SET OF TASKS:
• A. List every source file path named in the change summary of the patch text on #VE handling in TDX guests.
• B. Write what comes next in the patch text on #VE handling in TDX guests, picking up after its final line.

SELECTED EXTRACT:

During #VE delivery, all interrupts, including NMIs, are blocked until
TDGETVEINFO is called. It prevents #VE nesting until the kernel reads
the VE info.
TDGETVEINFO retrieves the #VE info from the TDX module, which also
clears the "#VE valid" flag. This must be done before anything else as
any #VE that occurs while the valid flag is set escalates to #DF by TDX
module. It will result in an oops.
Virtual NMIs are inhibited if the #VE valid flag is set. NMI will not be
delivered until TDGETVEINFO is called.
For now, convert unhandled #VE's (everything, until later in this
series) so that they appear just like a #GP by calling the
ve_raise_fault() directly. The ve_raise_fault() function is similar
to #GP handler and is responsible for sending SIGSEGV to userspace
and CPU die and notifying debuggers and other die chain users.
Co-developed-by: Sean Christopherson <[email protected]>
Signed-off-by: Sean Christopherson <[email protected]>
Co-developed-by: Kuppuswamy Sathyanarayanan <[email protected]>
Signed-off-by: Kuppuswamy Sathyanarayanan <[email protected]>
Reviewed-by: Andi Kleen <[email protected]>
Reviewed-by: Tony Luck <[email protected]>
Signed-off-by: Kirill A. Shutemov <[email protected]>
Reviewed-by: Dave Hansen <[email protected]>
---
arch/x86/coco/tdx/tdx.c | 31 +++++++++++++
arch/x86/include/asm/idtentry.h | 4 ++
arch/x86/include/asm/tdx.h | 21 +++++++++
arch/x86/kernel/idt.c | 3 ++
arch/x86/kernel/traps.c | 81 +++++++++++++++++++++++++++++++++
5 files changed, 140 insertions(+)

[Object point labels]

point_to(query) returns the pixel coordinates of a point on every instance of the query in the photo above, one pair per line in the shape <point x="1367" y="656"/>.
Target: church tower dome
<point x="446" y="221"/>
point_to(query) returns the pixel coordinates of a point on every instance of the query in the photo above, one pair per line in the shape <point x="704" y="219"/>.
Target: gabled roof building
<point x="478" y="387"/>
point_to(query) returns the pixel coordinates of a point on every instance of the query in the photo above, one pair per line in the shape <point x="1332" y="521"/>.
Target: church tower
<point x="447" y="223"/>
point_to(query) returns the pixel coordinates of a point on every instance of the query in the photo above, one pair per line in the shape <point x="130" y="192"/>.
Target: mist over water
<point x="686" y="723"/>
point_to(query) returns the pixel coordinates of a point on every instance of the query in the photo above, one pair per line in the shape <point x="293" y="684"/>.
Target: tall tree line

RESPONSE LIST:
• A.
arch/x86/coco/tdx/tdx.c
arch/x86/include/asm/idtentry.h
arch/x86/include/asm/tdx.h
arch/x86/kernel/idt.c
arch/x86/kernel/traps.c

• B.
diff --git a/arch/x86/coco/tdx/tdx.c b/arch/x86/coco/tdx/tdx.c
index 069a93d2d331..c886a9e022f1 100644
--- a/arch/x86/coco/tdx/tdx.c
+++ b/arch/x86/coco/tdx/tdx.c
@@ -10,6 +10,7 @@
/* TDX module Call Leaf IDs */
#define TDX_GET_INFO 1
+#define TDX_GET_VEINFO 3
/*
* Wrapper for standard use of __tdx_hypercall with no output aside from
@@ -66,6 +67,36 @@ static void get_info(unsigned int *gpa_width)
*gpa_width = out.rcx & GENMASK(5, 0);
}
+void tdx_get_ve_info(struct ve_info *ve)
+{
+ struct tdx_module_output out;
+
+ /*
+ * Called during #VE handling to retrieve the #VE info from the
+ * TDX module.
+ *
+ * This should called done early in #VE handling. A "nested"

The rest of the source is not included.